[begin Passage shown]

Atlas Save/Load Functionality

This document describes the save/load functionality for Atlas collections, which allows you to persist collection metadata to JSON files and load them in both V and Python.

Overview

The Atlas module now supports:

  • Saving collections to .collection.json files
  • Loading collections from .collection.json files in V
  • Loading collections from .collection.json files in Python

This enables:

  1. Persistence of collection metadata (pages, images, files, errors)
  2. Cross-language access to Atlas data
  3. Faster loading without re-scanning directories

V Implementation

Saving Collections

import incubaid.herolib.data.atlas

// Create and scan atlas
mut a := atlas.new(name: 'my_docs')!
a.scan(path: './docs')!

// Save all collections (creates .collection.json in each collection dir)
a.save_all()!

// Or save a single collection
col := a.get_collection('guides')!
col.save()!

Loading Collections

import incubaid.herolib.data.atlas

// Load single collection
mut a := atlas.new(name: 'loaded')!

[end Passage shown]

To do – From the Atlas save/load document, return the text between "a.save_all()!" and "a := atlas.new(name: 'loaded')!", inclusive. The items that come after the Atlas save/load document are separate material.

[begin Extracted material]

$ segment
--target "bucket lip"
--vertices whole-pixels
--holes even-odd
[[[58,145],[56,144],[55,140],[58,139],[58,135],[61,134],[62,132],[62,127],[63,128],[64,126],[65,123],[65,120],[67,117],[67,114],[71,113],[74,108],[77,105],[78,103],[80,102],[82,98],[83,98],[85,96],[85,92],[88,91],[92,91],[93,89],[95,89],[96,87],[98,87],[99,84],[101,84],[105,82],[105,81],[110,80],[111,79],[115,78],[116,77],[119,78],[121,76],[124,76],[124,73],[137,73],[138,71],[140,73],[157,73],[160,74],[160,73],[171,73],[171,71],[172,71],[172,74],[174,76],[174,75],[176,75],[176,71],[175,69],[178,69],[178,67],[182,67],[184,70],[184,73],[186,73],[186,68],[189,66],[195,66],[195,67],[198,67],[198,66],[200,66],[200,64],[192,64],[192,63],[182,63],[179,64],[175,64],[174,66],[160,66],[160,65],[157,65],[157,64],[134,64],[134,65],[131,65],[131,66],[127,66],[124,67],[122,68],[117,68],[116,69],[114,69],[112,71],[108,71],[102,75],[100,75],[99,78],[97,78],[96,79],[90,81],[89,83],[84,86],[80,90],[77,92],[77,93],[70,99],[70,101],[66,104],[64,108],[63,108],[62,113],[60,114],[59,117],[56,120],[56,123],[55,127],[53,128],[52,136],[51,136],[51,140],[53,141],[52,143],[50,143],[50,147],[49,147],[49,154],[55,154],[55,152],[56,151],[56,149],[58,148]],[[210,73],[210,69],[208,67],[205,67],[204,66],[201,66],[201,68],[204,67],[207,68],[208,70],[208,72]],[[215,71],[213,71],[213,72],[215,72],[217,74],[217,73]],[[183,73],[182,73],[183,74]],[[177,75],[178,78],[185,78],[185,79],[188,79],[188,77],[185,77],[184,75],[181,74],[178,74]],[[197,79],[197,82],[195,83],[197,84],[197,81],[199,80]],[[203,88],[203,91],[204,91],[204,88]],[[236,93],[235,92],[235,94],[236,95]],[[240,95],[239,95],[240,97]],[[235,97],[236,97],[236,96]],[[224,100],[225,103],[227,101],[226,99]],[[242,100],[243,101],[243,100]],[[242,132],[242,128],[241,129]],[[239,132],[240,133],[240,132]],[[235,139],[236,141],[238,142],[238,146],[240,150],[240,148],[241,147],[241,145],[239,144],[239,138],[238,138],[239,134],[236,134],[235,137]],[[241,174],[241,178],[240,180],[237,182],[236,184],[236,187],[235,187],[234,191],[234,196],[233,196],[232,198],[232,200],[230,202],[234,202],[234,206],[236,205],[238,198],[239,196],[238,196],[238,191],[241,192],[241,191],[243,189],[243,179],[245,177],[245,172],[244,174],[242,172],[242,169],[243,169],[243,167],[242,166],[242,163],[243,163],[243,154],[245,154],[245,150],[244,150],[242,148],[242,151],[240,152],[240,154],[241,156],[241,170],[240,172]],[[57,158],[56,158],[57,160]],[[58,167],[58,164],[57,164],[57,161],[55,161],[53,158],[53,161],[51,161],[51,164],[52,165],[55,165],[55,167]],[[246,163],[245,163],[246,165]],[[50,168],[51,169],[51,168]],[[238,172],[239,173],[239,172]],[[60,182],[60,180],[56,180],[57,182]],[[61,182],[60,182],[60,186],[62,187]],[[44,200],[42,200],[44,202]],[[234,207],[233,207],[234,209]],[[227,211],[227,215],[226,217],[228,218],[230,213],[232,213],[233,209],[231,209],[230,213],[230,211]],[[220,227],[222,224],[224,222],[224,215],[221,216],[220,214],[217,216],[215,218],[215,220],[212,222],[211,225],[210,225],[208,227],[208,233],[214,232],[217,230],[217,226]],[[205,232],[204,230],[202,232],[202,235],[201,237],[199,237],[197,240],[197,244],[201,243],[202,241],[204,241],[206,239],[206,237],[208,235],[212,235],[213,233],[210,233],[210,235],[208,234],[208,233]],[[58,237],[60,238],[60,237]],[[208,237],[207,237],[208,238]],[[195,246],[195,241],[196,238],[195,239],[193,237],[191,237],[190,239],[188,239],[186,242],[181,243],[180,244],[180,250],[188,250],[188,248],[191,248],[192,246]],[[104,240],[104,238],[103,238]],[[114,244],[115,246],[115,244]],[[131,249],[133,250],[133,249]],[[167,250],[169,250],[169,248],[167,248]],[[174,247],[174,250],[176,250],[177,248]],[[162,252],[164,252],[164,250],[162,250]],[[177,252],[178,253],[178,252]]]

[end Extracted material]

Exercise output –
a.save_all()!

// Or save a single collection
col := a.get_collection('guides')!
col.save()!

Loading Collections

import incubaid.herolib.data.atlas

// Load single collection
mut a := atlas.new(name: 'loaded')!